■ Directions for this task: Nothing but the records, copied exactly and stripped of pictures, should be in the answer.

■ Information provided:
▬▬▬▬▬▬▬▬▬▬

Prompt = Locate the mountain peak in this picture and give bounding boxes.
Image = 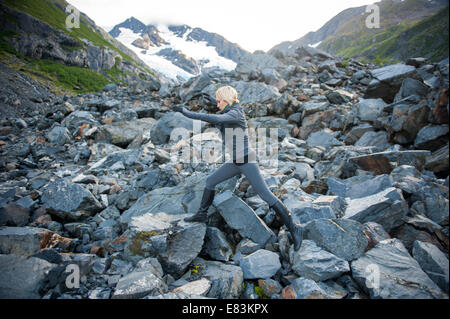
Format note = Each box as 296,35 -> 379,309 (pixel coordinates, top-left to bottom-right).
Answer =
269,0 -> 449,63
109,16 -> 147,38
109,18 -> 248,80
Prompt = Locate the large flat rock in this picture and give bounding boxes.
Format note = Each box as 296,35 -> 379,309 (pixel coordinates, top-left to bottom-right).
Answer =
0,254 -> 58,298
213,190 -> 276,246
344,187 -> 408,232
351,239 -> 447,299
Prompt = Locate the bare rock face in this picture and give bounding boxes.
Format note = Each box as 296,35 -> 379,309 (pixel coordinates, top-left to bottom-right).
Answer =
344,187 -> 409,232
213,190 -> 276,247
364,63 -> 419,103
111,270 -> 168,299
351,239 -> 447,299
240,249 -> 281,279
40,178 -> 103,221
0,226 -> 73,256
0,254 -> 59,298
289,240 -> 350,281
303,219 -> 369,261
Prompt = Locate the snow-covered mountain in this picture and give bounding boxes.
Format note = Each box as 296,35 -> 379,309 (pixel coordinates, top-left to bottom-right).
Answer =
108,17 -> 248,81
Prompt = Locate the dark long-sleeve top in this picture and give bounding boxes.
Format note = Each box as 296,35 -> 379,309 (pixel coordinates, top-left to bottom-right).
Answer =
180,103 -> 257,165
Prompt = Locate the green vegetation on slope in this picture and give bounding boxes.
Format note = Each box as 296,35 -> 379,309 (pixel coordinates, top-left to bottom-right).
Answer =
0,31 -> 128,93
319,0 -> 449,64
2,0 -> 135,62
32,59 -> 111,92
0,0 -> 160,93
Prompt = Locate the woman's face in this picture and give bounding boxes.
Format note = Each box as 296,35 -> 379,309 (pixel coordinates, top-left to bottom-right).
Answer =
216,96 -> 228,111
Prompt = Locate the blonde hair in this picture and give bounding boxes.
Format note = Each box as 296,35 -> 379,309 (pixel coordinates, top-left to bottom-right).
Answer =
216,86 -> 240,105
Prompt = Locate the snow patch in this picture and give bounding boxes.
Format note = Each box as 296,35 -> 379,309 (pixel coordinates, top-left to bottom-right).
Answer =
308,41 -> 322,48
113,24 -> 236,81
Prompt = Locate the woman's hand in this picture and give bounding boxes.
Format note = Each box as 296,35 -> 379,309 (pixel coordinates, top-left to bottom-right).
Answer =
173,105 -> 185,113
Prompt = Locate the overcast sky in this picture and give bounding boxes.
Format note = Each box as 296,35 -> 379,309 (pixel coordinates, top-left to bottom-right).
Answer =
67,0 -> 377,52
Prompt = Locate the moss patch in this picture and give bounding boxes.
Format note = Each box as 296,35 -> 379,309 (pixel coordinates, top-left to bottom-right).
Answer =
128,230 -> 161,256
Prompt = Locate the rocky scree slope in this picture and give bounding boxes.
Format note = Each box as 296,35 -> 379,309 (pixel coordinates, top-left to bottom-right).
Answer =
0,44 -> 449,299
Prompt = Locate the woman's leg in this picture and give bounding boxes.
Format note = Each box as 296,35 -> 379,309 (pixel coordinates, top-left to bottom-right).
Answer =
237,162 -> 279,207
185,162 -> 241,223
238,162 -> 303,250
205,162 -> 242,190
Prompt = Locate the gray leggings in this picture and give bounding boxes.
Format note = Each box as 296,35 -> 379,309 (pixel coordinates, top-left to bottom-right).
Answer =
205,162 -> 280,207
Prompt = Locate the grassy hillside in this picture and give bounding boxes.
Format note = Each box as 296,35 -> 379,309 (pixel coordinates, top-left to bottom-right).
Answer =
2,0 -> 135,62
0,0 -> 156,94
319,1 -> 449,64
321,6 -> 449,63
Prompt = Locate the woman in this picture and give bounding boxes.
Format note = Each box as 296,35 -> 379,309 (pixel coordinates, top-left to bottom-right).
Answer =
173,86 -> 303,251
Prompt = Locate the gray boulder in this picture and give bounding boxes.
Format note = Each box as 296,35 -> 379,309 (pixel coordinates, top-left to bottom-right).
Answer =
0,254 -> 58,298
289,240 -> 350,281
97,118 -> 155,148
189,257 -> 244,298
414,124 -> 449,151
144,292 -> 212,299
344,187 -> 408,232
248,116 -> 293,141
424,143 -> 449,175
88,288 -> 112,299
357,98 -> 387,122
283,199 -> 336,225
61,110 -> 99,134
160,222 -> 207,277
355,131 -> 391,150
292,162 -> 315,187
172,278 -> 212,297
291,277 -> 328,299
345,174 -> 394,200
235,52 -> 282,75
47,126 -> 71,145
394,78 -> 429,103
412,240 -> 449,293
0,203 -> 30,227
365,63 -> 418,103
387,103 -> 430,144
201,226 -> 233,262
393,176 -> 448,226
122,214 -> 206,278
296,45 -> 334,60
239,249 -> 281,279
349,150 -> 430,175
351,239 -> 447,299
303,219 -> 369,261
317,280 -> 349,299
302,101 -> 329,117
151,112 -> 205,145
312,195 -> 347,218
40,178 -> 103,221
213,190 -> 276,247
344,124 -> 374,145
86,149 -> 142,174
0,226 -> 54,256
261,68 -> 285,88
111,270 -> 168,299
88,142 -> 124,162
121,173 -> 234,225
306,129 -> 344,147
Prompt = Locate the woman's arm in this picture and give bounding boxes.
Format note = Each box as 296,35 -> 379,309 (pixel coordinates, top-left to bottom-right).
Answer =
180,107 -> 239,125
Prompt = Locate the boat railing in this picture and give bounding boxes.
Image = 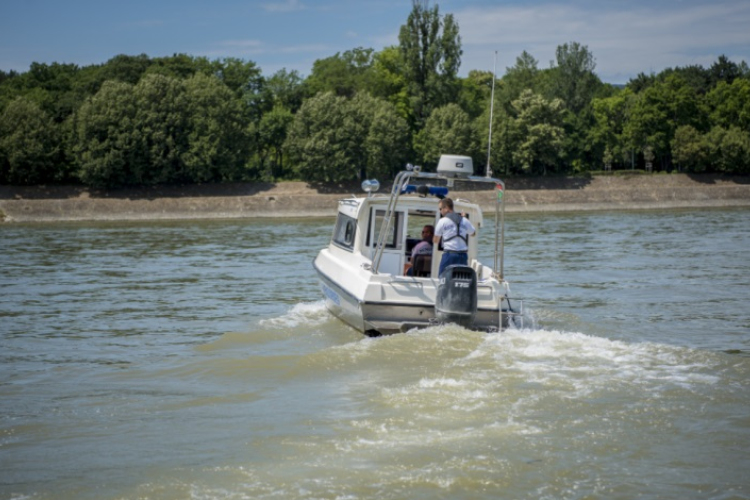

▬▬▬▬▬▬▬▬▬▬

■ Task solution:
Prompt = Locate the mountain peak in this picture and give bounding boxes.
Image = 
Format note = Each box as 296,35 -> 379,309 (pixel coordinates, top-left to bottom-right).
Answer =
269,0 -> 449,63
109,16 -> 147,38
109,18 -> 248,80
Prompt = Locate the large flat rock in this picture and give bounding boxes.
Format note = Each box as 296,35 -> 379,309 (pixel coordinates, top-left to bottom-right).
Answer =
0,254 -> 58,298
213,190 -> 276,246
344,187 -> 408,232
351,239 -> 447,299
Prompt = Locate the bare rock face in this picture and give bounding boxes.
Format note = Each box as 296,35 -> 379,309 (pixel coordinates, top-left to bottom-right).
Answer =
344,187 -> 409,232
213,190 -> 276,247
364,63 -> 419,103
111,270 -> 168,299
351,239 -> 447,299
240,249 -> 281,279
40,178 -> 103,221
0,226 -> 73,256
0,254 -> 59,298
289,240 -> 350,281
303,219 -> 369,261
Prompt = Locate the snow-covered mountain in this picture and give bounding boxes.
Format note = Each box as 296,35 -> 379,309 (pixel coordinates, top-left to bottom-right).
Answer =
108,17 -> 248,81
Prompt = Locate the dark long-sleeve top in this picture and give bounding boxes.
Format note = Each box as 296,35 -> 379,309 (pixel coordinates, top-left to bottom-right).
Answer =
180,103 -> 257,165
Prompt = Locate the green vegetation on slope in this picture and give bounding boxes.
Format note = Each box as 296,35 -> 379,309 (pixel coordinates, top-left to bottom-right).
Answer =
0,31 -> 128,93
319,0 -> 449,64
2,0 -> 135,62
32,59 -> 111,92
0,0 -> 160,93
Prompt = Locate the woman's face in this picture and give bounding boxes.
Format note = Each box as 296,35 -> 379,309 (pixel coordinates, top-left to bottom-right).
Answer =
216,96 -> 228,111
Prompt = Locate the blonde hair in this picture and give bounding boxes.
Format note = Each box as 296,35 -> 379,309 (pixel coordinates, top-left to bottom-right).
Answer =
216,86 -> 240,105
Prompt = Locate the snow patch in this picture and give bounding boxes.
Format note = Each box as 296,35 -> 379,309 (pixel coordinates, top-left to bottom-right).
Answer =
308,41 -> 322,48
113,24 -> 236,81
Prompt = Locate the woman's hand in this picture and give bounding boxes.
Format note = Each box as 296,35 -> 379,309 (pixel coordinates, top-left to bottom-right).
Answer =
173,105 -> 185,113
Prompt = Locate the overcast sky in this picture and give bounding boxes.
Format note = Each box as 296,35 -> 379,309 (pixel coordinates, top-left to bottom-right).
Answer =
67,0 -> 377,52
Prompt = Locate the moss patch in this picture and give bounding boxes.
Format note = Each box as 296,35 -> 379,309 (pixel coordinates, top-left to bottom-right).
Answer =
128,230 -> 161,256
Prompt = Locate the rocky scree slope in this picture and give bounding boxes.
Format note = Each box as 296,35 -> 379,309 (pixel coordinates, top-left to bottom-right).
Answer =
0,44 -> 449,299
Prompt = Locate the woman's leg in this picture and give bounding boxes.
Format note = Each box as 296,35 -> 379,309 (pixel coordinates, top-left to bottom-right).
Answer =
237,162 -> 279,207
185,162 -> 241,223
238,162 -> 303,250
205,162 -> 242,190
Prompt = Locate the gray leggings in this picture and give bounding boxes.
Format note = Each box as 296,35 -> 379,309 (pixel coordinates, top-left to bottom-right).
Answer =
205,162 -> 280,207
Prompt = Locate the grassy hillside in this picture and give bounding boxes.
Format note = Each box as 296,35 -> 379,309 (pixel coordinates, top-left to bottom-right).
Answer =
2,0 -> 135,62
0,0 -> 156,94
319,1 -> 449,64
321,6 -> 449,63
Prompt = Locate the woman in this picture and give bounding boxes.
Format note = Each box as 296,35 -> 379,309 (pixel coordinates, top-left to bottom-right).
Answer =
173,86 -> 303,251
Prompt = Locate the gray boulder in this picture and give bounding boxes.
Format note = Each box as 296,35 -> 379,309 (pixel coordinates, top-left to bottom-right).
Answer =
0,254 -> 58,298
289,240 -> 350,281
97,118 -> 155,148
189,257 -> 244,298
414,124 -> 449,151
144,292 -> 212,299
344,187 -> 408,232
248,116 -> 293,141
424,143 -> 449,175
88,288 -> 112,299
357,98 -> 387,122
283,199 -> 336,225
61,110 -> 99,134
160,222 -> 207,277
355,131 -> 391,150
292,162 -> 315,187
172,278 -> 212,297
291,277 -> 328,299
345,174 -> 394,200
235,52 -> 282,75
47,126 -> 71,145
394,78 -> 429,103
412,240 -> 449,293
0,203 -> 30,227
365,63 -> 418,103
387,103 -> 430,144
201,226 -> 233,262
393,176 -> 448,226
122,214 -> 206,278
296,45 -> 334,60
239,249 -> 281,279
349,150 -> 430,175
351,239 -> 447,299
303,219 -> 369,261
317,280 -> 349,299
302,101 -> 329,117
151,112 -> 205,145
312,195 -> 347,218
40,178 -> 103,221
213,190 -> 276,247
344,124 -> 374,145
86,149 -> 142,174
0,226 -> 54,256
261,68 -> 285,88
111,270 -> 168,299
88,142 -> 124,162
121,173 -> 234,225
306,129 -> 344,147
Prompt = Locate the woman's arm in this picture and give bounding boxes.
Format note = Each box as 296,35 -> 379,309 (pixel coordinates, top-left to bottom-right).
Answer =
180,107 -> 239,125
Prompt = Locate the boat railing in this picture and give bounding boxes.
Image = 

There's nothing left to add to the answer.